* _Short task_
Output the following data lines exactly as they are, with no changes.

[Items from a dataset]

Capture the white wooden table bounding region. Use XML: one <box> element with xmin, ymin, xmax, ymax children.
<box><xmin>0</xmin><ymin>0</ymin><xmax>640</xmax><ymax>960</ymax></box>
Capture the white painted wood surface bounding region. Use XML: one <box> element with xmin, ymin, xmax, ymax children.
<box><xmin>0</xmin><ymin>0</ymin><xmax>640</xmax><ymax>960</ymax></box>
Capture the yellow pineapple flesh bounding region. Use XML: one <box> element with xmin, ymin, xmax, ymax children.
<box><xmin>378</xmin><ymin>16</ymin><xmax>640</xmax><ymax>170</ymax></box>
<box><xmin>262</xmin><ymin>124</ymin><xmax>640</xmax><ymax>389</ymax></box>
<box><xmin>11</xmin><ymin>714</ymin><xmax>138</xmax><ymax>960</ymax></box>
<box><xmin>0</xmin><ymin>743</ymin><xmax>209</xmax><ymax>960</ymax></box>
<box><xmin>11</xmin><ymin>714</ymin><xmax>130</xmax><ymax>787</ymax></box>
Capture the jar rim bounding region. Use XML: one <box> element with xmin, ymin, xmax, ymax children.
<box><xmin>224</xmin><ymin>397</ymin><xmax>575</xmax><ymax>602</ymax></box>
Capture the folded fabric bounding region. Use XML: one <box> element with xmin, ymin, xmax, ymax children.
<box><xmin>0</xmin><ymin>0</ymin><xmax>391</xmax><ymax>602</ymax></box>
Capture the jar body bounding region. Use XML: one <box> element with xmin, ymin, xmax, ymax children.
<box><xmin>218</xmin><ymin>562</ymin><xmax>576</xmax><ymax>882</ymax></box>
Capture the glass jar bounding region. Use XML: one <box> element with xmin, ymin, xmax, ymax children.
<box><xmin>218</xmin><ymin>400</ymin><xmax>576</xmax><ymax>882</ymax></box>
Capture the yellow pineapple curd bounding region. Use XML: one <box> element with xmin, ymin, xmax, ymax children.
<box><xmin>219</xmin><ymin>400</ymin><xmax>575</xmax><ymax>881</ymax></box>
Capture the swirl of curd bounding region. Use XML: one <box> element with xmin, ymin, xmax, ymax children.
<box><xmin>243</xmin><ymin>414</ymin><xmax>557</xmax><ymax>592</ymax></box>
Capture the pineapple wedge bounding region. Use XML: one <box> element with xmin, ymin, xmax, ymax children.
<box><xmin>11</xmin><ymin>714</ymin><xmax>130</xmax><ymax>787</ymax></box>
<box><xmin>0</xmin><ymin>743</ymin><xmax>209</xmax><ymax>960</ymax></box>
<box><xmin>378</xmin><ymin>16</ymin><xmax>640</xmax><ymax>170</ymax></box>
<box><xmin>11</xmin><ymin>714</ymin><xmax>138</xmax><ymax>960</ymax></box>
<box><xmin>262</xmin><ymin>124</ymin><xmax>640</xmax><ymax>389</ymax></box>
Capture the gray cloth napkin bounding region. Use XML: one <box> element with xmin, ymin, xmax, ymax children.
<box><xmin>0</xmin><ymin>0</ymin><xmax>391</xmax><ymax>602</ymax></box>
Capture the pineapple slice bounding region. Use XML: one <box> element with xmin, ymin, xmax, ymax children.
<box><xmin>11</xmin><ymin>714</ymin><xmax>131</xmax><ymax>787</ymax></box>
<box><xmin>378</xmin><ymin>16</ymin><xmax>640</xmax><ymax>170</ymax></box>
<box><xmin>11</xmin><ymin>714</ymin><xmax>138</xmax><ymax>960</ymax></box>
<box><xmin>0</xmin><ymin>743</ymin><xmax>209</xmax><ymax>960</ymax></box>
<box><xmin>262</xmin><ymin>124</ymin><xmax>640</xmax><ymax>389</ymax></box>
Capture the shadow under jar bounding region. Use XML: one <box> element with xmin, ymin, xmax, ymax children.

* _Answer to this problem_
Capture the white wooden table bounding region. Use XML: one <box> element with xmin, ymin, xmax, ymax children.
<box><xmin>0</xmin><ymin>0</ymin><xmax>640</xmax><ymax>960</ymax></box>
Capture the white painted wood surface bounding region. Use XML: one <box> element with xmin, ymin, xmax, ymax children.
<box><xmin>0</xmin><ymin>0</ymin><xmax>640</xmax><ymax>960</ymax></box>
Capture the yellow pineapple flesh bounding region. Use XML: one <box> element with xmin, ymin, xmax, ymax children.
<box><xmin>378</xmin><ymin>16</ymin><xmax>640</xmax><ymax>170</ymax></box>
<box><xmin>262</xmin><ymin>124</ymin><xmax>640</xmax><ymax>389</ymax></box>
<box><xmin>11</xmin><ymin>714</ymin><xmax>138</xmax><ymax>960</ymax></box>
<box><xmin>0</xmin><ymin>743</ymin><xmax>209</xmax><ymax>960</ymax></box>
<box><xmin>11</xmin><ymin>714</ymin><xmax>130</xmax><ymax>787</ymax></box>
Capture the jar rim bounding region. Use XML: one <box> element with xmin, ymin, xmax, ymax children.
<box><xmin>224</xmin><ymin>397</ymin><xmax>575</xmax><ymax>602</ymax></box>
Capture the folded fabric bounding region. Use XML: one <box> element with xmin, ymin, xmax, ymax children.
<box><xmin>0</xmin><ymin>0</ymin><xmax>391</xmax><ymax>602</ymax></box>
Capture the jar body bounding region. Use XML: one <box> element with xmin, ymin, xmax, ymax children.
<box><xmin>218</xmin><ymin>562</ymin><xmax>576</xmax><ymax>882</ymax></box>
Capture the glass jar bounding region. Use XML: one <box> element with xmin, ymin, xmax, ymax children.
<box><xmin>218</xmin><ymin>400</ymin><xmax>576</xmax><ymax>882</ymax></box>
Capture the yellow pineapple curd bounding region. Use XML: one <box> element with xmin, ymin, xmax, ymax children.
<box><xmin>219</xmin><ymin>400</ymin><xmax>575</xmax><ymax>881</ymax></box>
Capture the swirl of curd bounding region. Use XML: one <box> element with xmin, ymin, xmax, ymax children.
<box><xmin>243</xmin><ymin>414</ymin><xmax>557</xmax><ymax>592</ymax></box>
Capture the pineapple wedge bounding region. Use XML: one <box> element with xmin, ymin, xmax, ymax children.
<box><xmin>11</xmin><ymin>714</ymin><xmax>130</xmax><ymax>787</ymax></box>
<box><xmin>0</xmin><ymin>743</ymin><xmax>209</xmax><ymax>960</ymax></box>
<box><xmin>378</xmin><ymin>16</ymin><xmax>640</xmax><ymax>170</ymax></box>
<box><xmin>11</xmin><ymin>714</ymin><xmax>138</xmax><ymax>960</ymax></box>
<box><xmin>262</xmin><ymin>124</ymin><xmax>640</xmax><ymax>389</ymax></box>
Capture the gray cloth napkin bounding region. Use XML: one <box> element with xmin, ymin, xmax, ymax children.
<box><xmin>0</xmin><ymin>0</ymin><xmax>391</xmax><ymax>602</ymax></box>
Capture the pineapple slice bounding region. Use XML: one <box> element with xmin, ymin, xmax, ymax children.
<box><xmin>11</xmin><ymin>714</ymin><xmax>131</xmax><ymax>787</ymax></box>
<box><xmin>378</xmin><ymin>16</ymin><xmax>640</xmax><ymax>170</ymax></box>
<box><xmin>11</xmin><ymin>714</ymin><xmax>138</xmax><ymax>960</ymax></box>
<box><xmin>0</xmin><ymin>743</ymin><xmax>209</xmax><ymax>960</ymax></box>
<box><xmin>262</xmin><ymin>124</ymin><xmax>640</xmax><ymax>389</ymax></box>
Capture the shadow under jar bounding region. Use XML: one <box> element with xmin, ymin, xmax, ymax children.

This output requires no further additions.